Problem to work on
Print the listing exactly.
————————
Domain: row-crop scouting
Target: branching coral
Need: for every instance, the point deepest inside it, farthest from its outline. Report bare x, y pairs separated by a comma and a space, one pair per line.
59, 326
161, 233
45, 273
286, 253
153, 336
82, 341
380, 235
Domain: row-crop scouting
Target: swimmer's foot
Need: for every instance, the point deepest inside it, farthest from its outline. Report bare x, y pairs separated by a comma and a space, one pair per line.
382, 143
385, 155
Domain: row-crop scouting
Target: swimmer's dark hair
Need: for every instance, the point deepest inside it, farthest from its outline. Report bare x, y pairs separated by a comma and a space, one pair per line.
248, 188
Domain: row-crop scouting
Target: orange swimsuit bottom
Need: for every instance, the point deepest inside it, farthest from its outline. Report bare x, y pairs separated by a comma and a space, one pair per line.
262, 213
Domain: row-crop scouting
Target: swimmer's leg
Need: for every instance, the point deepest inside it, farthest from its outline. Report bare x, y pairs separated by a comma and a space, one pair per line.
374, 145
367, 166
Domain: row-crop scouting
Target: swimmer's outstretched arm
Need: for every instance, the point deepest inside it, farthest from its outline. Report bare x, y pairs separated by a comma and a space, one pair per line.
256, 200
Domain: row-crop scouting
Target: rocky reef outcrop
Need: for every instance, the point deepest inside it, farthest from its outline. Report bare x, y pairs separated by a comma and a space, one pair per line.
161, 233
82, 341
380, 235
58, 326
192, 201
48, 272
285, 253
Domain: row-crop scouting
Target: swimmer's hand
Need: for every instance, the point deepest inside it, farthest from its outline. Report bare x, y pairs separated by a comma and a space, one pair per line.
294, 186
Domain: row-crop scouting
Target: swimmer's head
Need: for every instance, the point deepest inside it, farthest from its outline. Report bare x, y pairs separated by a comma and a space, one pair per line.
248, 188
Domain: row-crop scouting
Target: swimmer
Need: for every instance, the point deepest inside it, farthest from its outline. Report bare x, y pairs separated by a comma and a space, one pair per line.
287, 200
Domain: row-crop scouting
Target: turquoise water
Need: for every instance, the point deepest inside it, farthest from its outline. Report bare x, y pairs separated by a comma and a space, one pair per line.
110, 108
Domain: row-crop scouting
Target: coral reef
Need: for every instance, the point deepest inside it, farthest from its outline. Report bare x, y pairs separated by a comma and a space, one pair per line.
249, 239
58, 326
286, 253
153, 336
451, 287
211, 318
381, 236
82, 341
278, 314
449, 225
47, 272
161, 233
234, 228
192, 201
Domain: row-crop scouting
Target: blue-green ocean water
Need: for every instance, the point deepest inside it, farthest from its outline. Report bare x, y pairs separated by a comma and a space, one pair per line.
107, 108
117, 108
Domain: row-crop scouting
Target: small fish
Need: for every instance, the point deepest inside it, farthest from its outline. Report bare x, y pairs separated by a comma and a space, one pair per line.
————————
Output of the exercise
Domain: row-crop scouting
Target: branching coral
Need: for every instance, the point deepest inside it, farthest from its outline. Report bare x, y pairs separated by a comma and a space, one pair per line.
59, 326
161, 233
45, 273
286, 253
153, 336
82, 341
380, 235
Domain: row-crop scouting
Target: swimmer's foot
Need: for every instance, the point deepest inside it, farthest from its outline. Report bare x, y pairs separated by a comma and a space, one pair per line.
382, 143
385, 155
Domain: row-crop scouting
Target: swimmer's dark hair
Need: for every instance, the point deepest inside it, farthest from its outline. Report bare x, y pairs separated by a comma and a space, one pair per line.
248, 188
Domain: row-crop scouting
Target: orange swimsuit bottom
Need: for every instance, the point deepest inside it, farthest from its outline. Report bare x, y pairs separated by a comma and a space, one pair per line.
262, 213
Domain: row-crop scouting
Target: swimmer's leg
Need: for every instance, the point deepest inside it, farthest from its outline. Report bare x, y pairs separated by a comma and a space, one pair per line.
374, 145
367, 166
Domain: row-crop scouting
Target: swimmer's outstretched arm
Need: for every instance, the point deepest inside it, farthest from its outline. Report bare x, y pairs separated by a comma and a space, one pair per line.
256, 200
Domain: row-crop scouting
Target: rocky reef outcrop
Need: for every instance, the point deepest inside it, farthest from its outline. Report bare x, y pairs separated by a comma and a space, one pair per line.
161, 233
82, 341
380, 235
58, 326
192, 201
48, 272
285, 253
Domain: row-crop scouting
Target: swimmer's hand
Need: for every instance, the point deepest inside it, farthest from its outline. Report bare x, y pairs separated by a comma and a space, one pair per line.
294, 186
Domain: row-crop scouting
Target: swimmer's head
Need: for every instance, the point deepest inside it, farthest from its outline. Report bare x, y pairs separated by a comma and a space, one pair per line.
248, 188
Domain: row-crop scouting
Target: swimmer
Need: for every instance, the point deepest inside it, farthest from its outline. Report bare x, y pairs separated by a comma and a space, one pair per line.
287, 200
Domain: row-crop scouting
Target: turquoise water
Need: for every instance, the point deepest inside it, farthest from its outline. Report bare x, y pairs separated by a comma and a space, one pair per line.
110, 108
Domain: row-crop scouting
Target: coral reef
Need: for every instance, the point deepest inside it, farthest from its outline. Report bare x, y pairs separated by a comma and a space, one pair per line.
249, 239
58, 326
286, 253
153, 336
451, 287
211, 318
381, 236
82, 341
278, 314
449, 225
47, 272
161, 233
234, 228
192, 201
Domain: row-crop scouting
Target: blue-green ocean water
Need: for every instance, the point deepest inside it, farthest from its outline. Report bare x, y pairs separated by a comma and a space, one pair per line.
107, 108
117, 108
Domain: row-crop scouting
Target: small fish
Need: for every instance, the point deepest inside it, farthest from its outline. Report bare x, y pairs separated by a comma and a space, one pair per line.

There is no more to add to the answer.